Please answer these questions about the archery target thread below:
(a) What size does grantmac suggest making the butts?
(b) What material are GradyWhite's club's target butts made from?
(c) How many targets are on the course jmeyers09's club has?

Text to read:
┄┄┄┄┄┄┄┄┄┄┄┄┄┄┄┄┄┄┄┄

# Target Size??



## Arrowwood (Nov 16, 2010)

I can't comment on the chicken wire, my club didn't want to try it (too chicken?) but the largest minimum size you'll need is 42" x 42" - look at page 9 here:

https://www.nfaausa.com/wp-content/uploads/Archery-Range-Guidelines.pdf

This will probably come in handy too:

https://www.nfaausa.com/wp-content/uploads/Range-and-Target-Guidelines-for-NFAA-Rounds.pdf


----------



## 3dbowmaster (Sep 16, 2005)

Thanks I'll check this out


----------



## JF from VA (Dec 5, 2002)

I don't have exact dimensions for you but you will need to build target butts to accommodate four target face configurations:

20 cm in a 4x4 
35 cm in a 2x2
50 cm in a 2x1
65 cm single face

Where in Virginia are you rebuilding your range?


----------



## 3dbowmaster (Sep 16, 2005)

JF from VA said:


> I don't have exact dimensions for you but you will need to build target butts to accommodate four target face configurations:
> 
> 20 cm in a 4x4
> 35 cm in a 2x2
> ...


That is what i was trying to figure out cause I knew you had to have multiple targets on some of them. It would be in Carroll County if I can make it happen


----------



## grantmac (May 31, 2007)

It's worth making the butts 48×48 so you can move the faces around to spread the wear. Also a little less stressful for newer archers.

Grant


----------



## Arcus (Jul 7, 2005)

grantmac said:


> It's worth making the butts 48×48 so you can move the faces around to spread the wear. Also a little less stressful for newer archers.


And even for some not so new.:wink:


----------



## bigHUN (Feb 5, 2006)

If your club have a budget I would suggest buying the target blocks, sooner or later you may start inviting folks to your tournaments, if the shooters damaging arrows they will stop playing. The target stands you can make portable and from time to time can drag them around.
I was in that situation of re-freshing and re-building our Field course for some time.


----------



## jmeyers09 (Jan 11, 2011)

Our club has a full 28 target course and we use hay bales that are banded together they are made just for target butts. They last a good many years as long as they have a roof over them


----------



## GradyWhite (Oct 18, 2008)

Our target butts are made from carpet. Cutting the carpet in 48 x 12 strips takes time but the cost of the carpet is right (free). The cutting can be made easier by use of a circular saw with an abrasive blade. The stuff lasts many years & is easy to repair by taking out the shot out part & installing new.


----------



## kballer1 (Aug 31, 2010)

Check out excelsior bales they are cheap & hold up for years. Our club has used them for about 50 tears.


----------

┄┄┄┄┄┄┄┄┄┄┄┄┄┄┄┄┄┄┄┄

Given data:
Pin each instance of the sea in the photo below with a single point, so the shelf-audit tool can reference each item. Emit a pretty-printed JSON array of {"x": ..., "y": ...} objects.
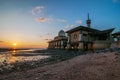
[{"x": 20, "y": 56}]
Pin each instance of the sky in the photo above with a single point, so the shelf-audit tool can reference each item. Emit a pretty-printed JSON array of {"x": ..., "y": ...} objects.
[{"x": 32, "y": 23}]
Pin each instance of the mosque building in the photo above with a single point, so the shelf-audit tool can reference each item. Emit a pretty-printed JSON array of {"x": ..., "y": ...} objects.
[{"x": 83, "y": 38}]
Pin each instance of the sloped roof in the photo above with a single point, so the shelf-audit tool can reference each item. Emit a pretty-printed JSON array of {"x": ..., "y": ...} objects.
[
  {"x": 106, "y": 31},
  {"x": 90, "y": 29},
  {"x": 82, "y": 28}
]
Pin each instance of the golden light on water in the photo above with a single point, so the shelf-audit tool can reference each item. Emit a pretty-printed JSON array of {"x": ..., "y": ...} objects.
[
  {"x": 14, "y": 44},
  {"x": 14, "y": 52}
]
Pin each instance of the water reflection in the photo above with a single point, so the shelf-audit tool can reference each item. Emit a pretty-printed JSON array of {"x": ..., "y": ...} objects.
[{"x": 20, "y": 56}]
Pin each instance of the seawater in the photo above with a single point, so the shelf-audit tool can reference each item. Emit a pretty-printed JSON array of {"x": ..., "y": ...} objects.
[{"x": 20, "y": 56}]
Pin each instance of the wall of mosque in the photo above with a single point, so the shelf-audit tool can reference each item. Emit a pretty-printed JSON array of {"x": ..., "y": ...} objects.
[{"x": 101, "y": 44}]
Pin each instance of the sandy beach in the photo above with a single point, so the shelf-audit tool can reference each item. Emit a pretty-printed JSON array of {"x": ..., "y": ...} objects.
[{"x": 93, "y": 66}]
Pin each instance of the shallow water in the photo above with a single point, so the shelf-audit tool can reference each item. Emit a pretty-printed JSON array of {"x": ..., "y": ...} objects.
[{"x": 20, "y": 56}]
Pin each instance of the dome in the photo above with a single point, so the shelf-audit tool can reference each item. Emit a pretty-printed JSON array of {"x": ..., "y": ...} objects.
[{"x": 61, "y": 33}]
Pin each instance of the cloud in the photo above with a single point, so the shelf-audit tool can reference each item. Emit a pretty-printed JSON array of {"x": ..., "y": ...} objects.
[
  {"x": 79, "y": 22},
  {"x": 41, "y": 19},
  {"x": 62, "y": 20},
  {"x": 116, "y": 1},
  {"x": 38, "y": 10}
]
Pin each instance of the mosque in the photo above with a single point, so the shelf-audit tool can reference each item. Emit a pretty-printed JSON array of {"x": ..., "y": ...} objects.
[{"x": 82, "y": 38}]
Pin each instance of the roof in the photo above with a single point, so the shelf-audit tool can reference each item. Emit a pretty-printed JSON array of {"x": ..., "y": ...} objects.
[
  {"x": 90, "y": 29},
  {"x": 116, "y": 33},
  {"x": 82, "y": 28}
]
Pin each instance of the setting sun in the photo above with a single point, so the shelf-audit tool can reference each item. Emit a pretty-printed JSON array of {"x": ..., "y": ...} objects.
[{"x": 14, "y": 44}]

┄┄┄┄┄┄┄┄┄┄┄┄┄┄┄┄┄┄┄┄

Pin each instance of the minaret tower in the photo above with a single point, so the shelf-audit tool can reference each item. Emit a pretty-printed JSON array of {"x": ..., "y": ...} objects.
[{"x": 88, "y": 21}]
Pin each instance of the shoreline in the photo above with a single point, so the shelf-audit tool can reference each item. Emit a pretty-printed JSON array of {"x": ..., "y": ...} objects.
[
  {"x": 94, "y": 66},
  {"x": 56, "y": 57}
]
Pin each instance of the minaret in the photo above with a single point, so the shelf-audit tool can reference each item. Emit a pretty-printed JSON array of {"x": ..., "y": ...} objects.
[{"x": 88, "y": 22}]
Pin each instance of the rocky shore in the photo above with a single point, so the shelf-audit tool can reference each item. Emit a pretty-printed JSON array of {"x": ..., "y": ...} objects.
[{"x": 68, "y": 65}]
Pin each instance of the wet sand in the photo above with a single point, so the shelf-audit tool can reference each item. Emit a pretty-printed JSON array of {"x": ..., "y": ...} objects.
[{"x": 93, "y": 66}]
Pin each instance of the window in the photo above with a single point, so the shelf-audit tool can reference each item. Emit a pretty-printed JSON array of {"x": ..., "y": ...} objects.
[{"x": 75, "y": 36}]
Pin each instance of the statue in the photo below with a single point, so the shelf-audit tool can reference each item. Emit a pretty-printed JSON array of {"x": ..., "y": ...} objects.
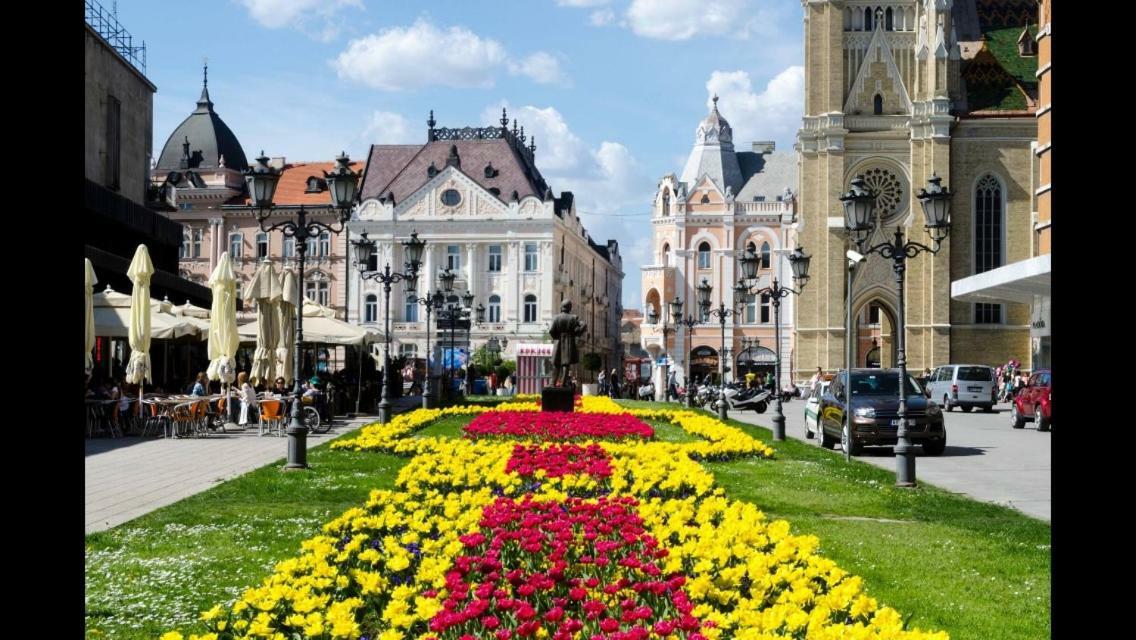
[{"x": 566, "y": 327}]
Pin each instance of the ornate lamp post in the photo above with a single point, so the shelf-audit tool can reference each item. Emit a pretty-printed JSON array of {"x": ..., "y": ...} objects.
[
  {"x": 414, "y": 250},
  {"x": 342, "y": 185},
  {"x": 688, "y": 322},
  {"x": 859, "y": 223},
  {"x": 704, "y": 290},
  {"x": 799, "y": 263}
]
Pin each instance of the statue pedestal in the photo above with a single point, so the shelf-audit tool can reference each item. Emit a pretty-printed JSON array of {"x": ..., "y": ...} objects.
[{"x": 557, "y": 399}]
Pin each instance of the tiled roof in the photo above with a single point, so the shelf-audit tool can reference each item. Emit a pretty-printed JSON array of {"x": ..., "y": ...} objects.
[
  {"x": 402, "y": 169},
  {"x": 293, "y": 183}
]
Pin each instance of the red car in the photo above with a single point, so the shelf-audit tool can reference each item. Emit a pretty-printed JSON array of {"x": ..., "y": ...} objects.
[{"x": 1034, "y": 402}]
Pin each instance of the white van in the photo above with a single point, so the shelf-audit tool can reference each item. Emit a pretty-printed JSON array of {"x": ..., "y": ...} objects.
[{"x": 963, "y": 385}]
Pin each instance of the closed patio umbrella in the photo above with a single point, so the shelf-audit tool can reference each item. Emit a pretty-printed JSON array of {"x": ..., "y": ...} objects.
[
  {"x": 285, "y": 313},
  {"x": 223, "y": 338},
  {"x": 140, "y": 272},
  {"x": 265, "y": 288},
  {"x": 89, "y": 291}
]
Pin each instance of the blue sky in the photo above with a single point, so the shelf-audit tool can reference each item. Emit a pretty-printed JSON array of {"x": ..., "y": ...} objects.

┄┄┄┄┄┄┄┄┄┄┄┄┄┄┄┄┄┄┄┄

The solution:
(a) 48×48
(b) Carpet
(c) 28